== Exercise instructions ==
Every record must be transcribed in its entirety, apart from the images, which are to be omitted.

== Available records ==
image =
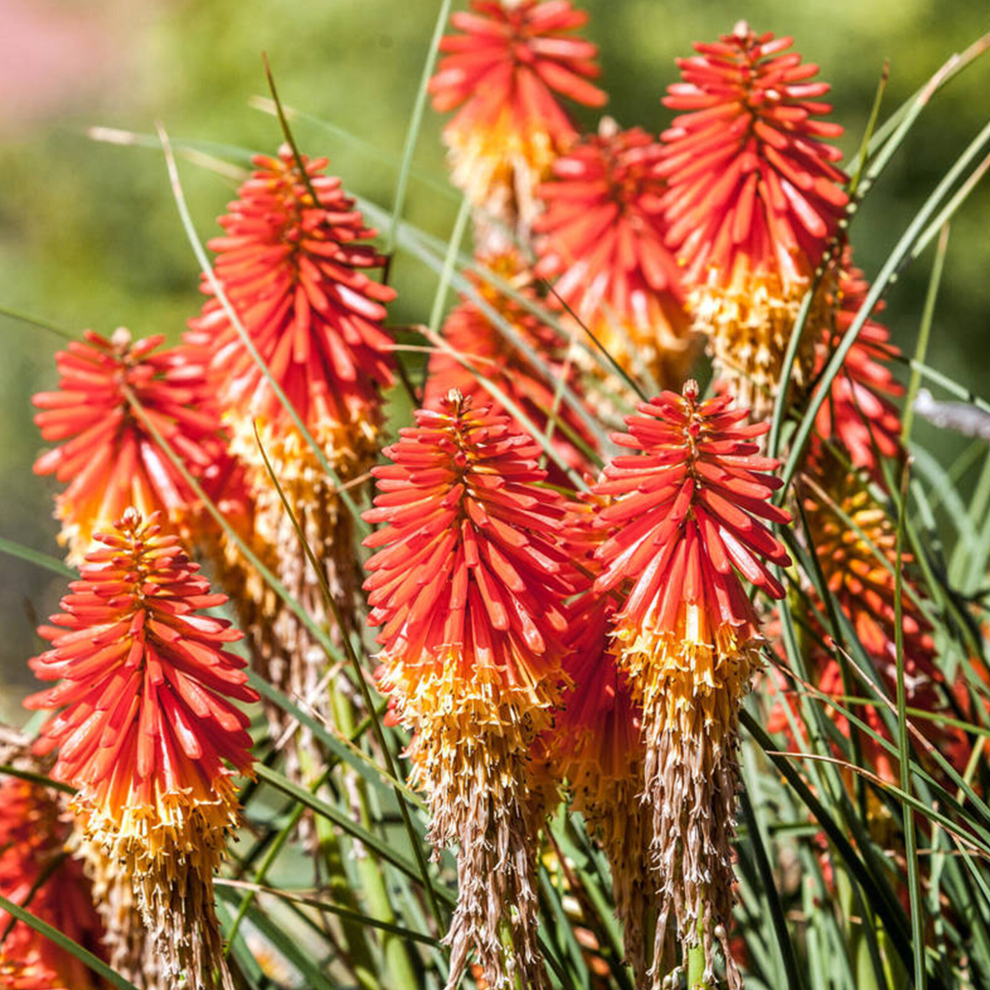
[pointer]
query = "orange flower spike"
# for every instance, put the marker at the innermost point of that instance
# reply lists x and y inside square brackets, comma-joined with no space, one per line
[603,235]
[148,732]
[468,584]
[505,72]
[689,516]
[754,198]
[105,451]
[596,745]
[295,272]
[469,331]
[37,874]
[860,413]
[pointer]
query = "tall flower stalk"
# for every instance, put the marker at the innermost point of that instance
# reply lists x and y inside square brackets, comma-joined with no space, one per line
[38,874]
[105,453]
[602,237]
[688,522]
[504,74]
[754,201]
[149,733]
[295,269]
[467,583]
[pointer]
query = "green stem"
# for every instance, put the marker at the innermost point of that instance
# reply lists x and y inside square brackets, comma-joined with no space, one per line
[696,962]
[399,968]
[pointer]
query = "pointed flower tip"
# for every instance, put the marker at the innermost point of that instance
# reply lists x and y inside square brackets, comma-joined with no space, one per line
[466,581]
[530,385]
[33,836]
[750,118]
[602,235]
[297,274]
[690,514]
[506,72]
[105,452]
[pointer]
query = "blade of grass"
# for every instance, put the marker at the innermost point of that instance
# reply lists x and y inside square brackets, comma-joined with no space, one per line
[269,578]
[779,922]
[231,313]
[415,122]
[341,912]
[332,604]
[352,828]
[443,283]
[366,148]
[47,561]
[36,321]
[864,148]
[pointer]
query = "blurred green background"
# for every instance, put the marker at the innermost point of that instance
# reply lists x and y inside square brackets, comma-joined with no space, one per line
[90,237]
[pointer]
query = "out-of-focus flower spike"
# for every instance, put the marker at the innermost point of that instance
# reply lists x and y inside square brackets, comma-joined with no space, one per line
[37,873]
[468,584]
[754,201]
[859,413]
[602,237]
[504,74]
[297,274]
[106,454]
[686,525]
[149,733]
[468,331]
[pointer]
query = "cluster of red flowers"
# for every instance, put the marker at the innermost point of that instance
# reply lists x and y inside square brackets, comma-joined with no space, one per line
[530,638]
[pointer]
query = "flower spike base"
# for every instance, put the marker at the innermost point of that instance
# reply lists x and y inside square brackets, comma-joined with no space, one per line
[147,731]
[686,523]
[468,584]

== Task solution ==
image =
[pointer]
query = "orange flower spike"
# for every instance, put the marker at the innermost point of that instance
# reply lists x and y inside square brackets, comma-joined with no space, one per line
[603,235]
[148,732]
[468,584]
[505,72]
[689,516]
[754,198]
[105,451]
[596,745]
[295,272]
[469,331]
[37,874]
[860,413]
[pointer]
query = "tall flower stalk"
# for every instance, put the marker at the innermost point of that instance
# reply lists x and y inside square brackets, comma-joined with no space, one per line
[38,874]
[105,453]
[602,237]
[688,522]
[504,74]
[754,201]
[149,733]
[295,269]
[467,583]
[pointer]
query = "green stem"
# for every instance, put the marker at the innermost point of that instance
# reply lists x and y inside square brackets, comma-joined with no space, one per line
[696,962]
[399,968]
[pointer]
query = "pointed flower tip"
# for every instance, put the marker at the innermost point of that instance
# reply lists x and y inside square brackets, comma-joined with no space, one per line
[466,581]
[530,385]
[33,836]
[750,118]
[602,235]
[297,274]
[690,514]
[506,72]
[105,452]
[pointer]
query = "blade of grass"
# for every instance, put the marker at the innermost point of that instance
# reply lists x and y inside square brackets, comma-joined with no space, one per line
[269,578]
[779,922]
[231,313]
[415,122]
[341,912]
[332,604]
[352,828]
[443,283]
[366,148]
[47,561]
[36,321]
[864,148]
[pointer]
query = "blurred green background"
# for every instance, put the marker at the innermost point of that instance
# reply lists x and y inside square brackets, comma-joined with no space, one per line
[90,237]
[pointer]
query = "out-of-focus flower spike"
# for every instance, put the marker at the innermost point of that instance
# reply lists x and y inside square brackets, comma-joined with no space, one per line
[37,873]
[468,584]
[754,201]
[859,413]
[602,237]
[504,74]
[297,274]
[106,454]
[686,525]
[149,733]
[468,331]
[pointer]
query = "cluster of red flowers"
# for every instance, put the marker at the innermost point of that instance
# reply lists x and y inside square brackets, comma-joined with no space, one per line
[530,638]
[pointer]
query = "flower spike base"
# for every instance, put the marker at the innermost point of that instance
# reply lists x and y inside square brackets, comma-joined with no space, one per line
[147,731]
[686,523]
[468,584]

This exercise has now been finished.